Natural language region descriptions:
--
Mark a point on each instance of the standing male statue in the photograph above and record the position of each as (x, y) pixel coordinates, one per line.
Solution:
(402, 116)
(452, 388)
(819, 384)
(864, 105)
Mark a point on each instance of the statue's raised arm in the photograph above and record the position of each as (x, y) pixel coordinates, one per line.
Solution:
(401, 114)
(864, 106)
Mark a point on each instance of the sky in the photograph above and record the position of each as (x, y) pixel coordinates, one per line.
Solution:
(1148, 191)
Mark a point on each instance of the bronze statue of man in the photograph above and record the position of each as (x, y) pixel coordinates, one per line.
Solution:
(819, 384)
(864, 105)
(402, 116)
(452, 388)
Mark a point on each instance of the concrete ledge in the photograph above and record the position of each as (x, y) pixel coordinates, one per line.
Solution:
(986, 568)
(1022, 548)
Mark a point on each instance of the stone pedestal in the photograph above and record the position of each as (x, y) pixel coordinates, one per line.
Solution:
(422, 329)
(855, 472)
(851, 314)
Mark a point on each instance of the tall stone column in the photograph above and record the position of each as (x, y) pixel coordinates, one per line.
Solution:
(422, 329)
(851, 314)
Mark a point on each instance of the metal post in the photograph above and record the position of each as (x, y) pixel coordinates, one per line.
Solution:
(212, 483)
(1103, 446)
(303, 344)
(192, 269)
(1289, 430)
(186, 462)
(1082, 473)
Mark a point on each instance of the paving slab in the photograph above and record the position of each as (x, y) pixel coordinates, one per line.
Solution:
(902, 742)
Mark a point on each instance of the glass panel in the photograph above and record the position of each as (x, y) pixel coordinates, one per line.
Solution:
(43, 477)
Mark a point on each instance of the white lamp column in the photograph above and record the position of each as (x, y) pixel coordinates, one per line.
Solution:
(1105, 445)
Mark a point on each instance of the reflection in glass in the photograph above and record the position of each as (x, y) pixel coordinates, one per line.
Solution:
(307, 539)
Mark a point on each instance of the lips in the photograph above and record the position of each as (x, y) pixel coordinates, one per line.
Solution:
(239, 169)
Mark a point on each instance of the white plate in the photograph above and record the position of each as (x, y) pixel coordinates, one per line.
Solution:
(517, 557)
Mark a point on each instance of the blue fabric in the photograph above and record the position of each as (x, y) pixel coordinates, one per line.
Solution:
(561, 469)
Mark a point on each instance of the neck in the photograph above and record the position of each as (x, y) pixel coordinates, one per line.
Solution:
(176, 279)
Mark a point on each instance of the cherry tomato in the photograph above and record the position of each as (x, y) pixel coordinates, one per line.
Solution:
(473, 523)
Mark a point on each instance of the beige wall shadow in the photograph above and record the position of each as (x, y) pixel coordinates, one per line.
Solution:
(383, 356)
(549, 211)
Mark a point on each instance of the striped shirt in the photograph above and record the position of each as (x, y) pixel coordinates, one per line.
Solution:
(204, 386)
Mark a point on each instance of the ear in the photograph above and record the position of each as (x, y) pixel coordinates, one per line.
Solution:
--
**Assignment**: The entries above, copied exactly, form the whole answer.

**Output for this task**:
Mark a point on each instance of the standing male statue in the photograph above and record the position of each as (x, y) pixel coordinates, one per line.
Solution:
(402, 116)
(452, 388)
(819, 384)
(864, 105)
Mark a point on each instance of the statue's raised arm in the photograph above and record the position of each as (x, y) pixel coordinates, one per line.
Solution:
(401, 114)
(864, 106)
Mark a point on each instance of the sky in the photograph above and record the position of each as (x, y) pixel coordinates, one per line.
Solution:
(1148, 191)
Mark a point on each instance of the bronze statue of man in the photograph above and record the position of each as (x, y) pixel coordinates, one per line.
Solution:
(819, 384)
(864, 105)
(402, 116)
(452, 388)
Mark a point on each instance of the concrete ledge in the photograph above and record the position of each as (x, y) pixel coordinates, one per line.
Solution:
(986, 568)
(1022, 548)
Mark a point on each instance of the stone pedestal in the photograph above and record the position of each as (x, y) pixel coordinates, one per line.
Solution:
(422, 329)
(855, 472)
(851, 314)
Mark a point on each instance of the tall stone column in the photograph above and record the position of each as (x, y) pixel coordinates, one per line.
Solution:
(422, 329)
(851, 314)
Mark a point on each instance of the metal post in the photograph above and record the position of each as (x, y) pixel coordinates, one per line.
Solution:
(212, 483)
(1103, 446)
(303, 344)
(192, 269)
(1289, 430)
(186, 462)
(1082, 473)
Mark a point on each instance of the paving slab in the photograph above and record the position of each as (x, y) pixel coordinates, one per line.
Solution:
(902, 742)
Mark a point on each instance of the glass panel in the photograph above and record the position of each as (x, y) pixel coordinates, one per line.
Solution:
(43, 477)
Mark a point on each instance of the white lamp column in the photograph above and record the position of each as (x, y) pixel coordinates, one per line.
Solution:
(1105, 445)
Mark a point on each instance of the reflection in glass in the photograph above and record the position of each as (x, y) pixel coordinates, one per line.
Solution:
(307, 539)
Mark a point on each instance of the lips in the photograph above and record the position of each as (x, y) pixel coordinates, one per line.
Solution:
(239, 169)
Mark a point on each instance of the white plate in the photograph above and record the position of each as (x, y) pixel coordinates, one per line.
Solution:
(517, 557)
Mark a point on each instance of the blue fabric in the photograph above and record the position of each as (x, y) pixel coordinates, one per line.
Solution:
(561, 469)
Mark a point on each instance of the neck in the photograph above and record the position of each as (x, y) pixel coordinates, one per line.
Solution:
(176, 279)
Mark a point on each instance of the cherry tomato in the photograph above and record the position of each as (x, y) pixel coordinates, one per line.
Solution:
(473, 523)
Mark a point on each instance of the beige wall shadow in the photograph above and record the position of each as (x, y) pixel coordinates, one per line.
Solution:
(383, 356)
(549, 211)
Mark a point on each instance of the striped shirt in the photograph above and record the position of each as (x, y) pixel coordinates, one per line.
Solution:
(204, 386)
Mark a point on each instance of the ear in the photograph above and record the position of each as (x, y) pixel coordinates, one per line.
Solution:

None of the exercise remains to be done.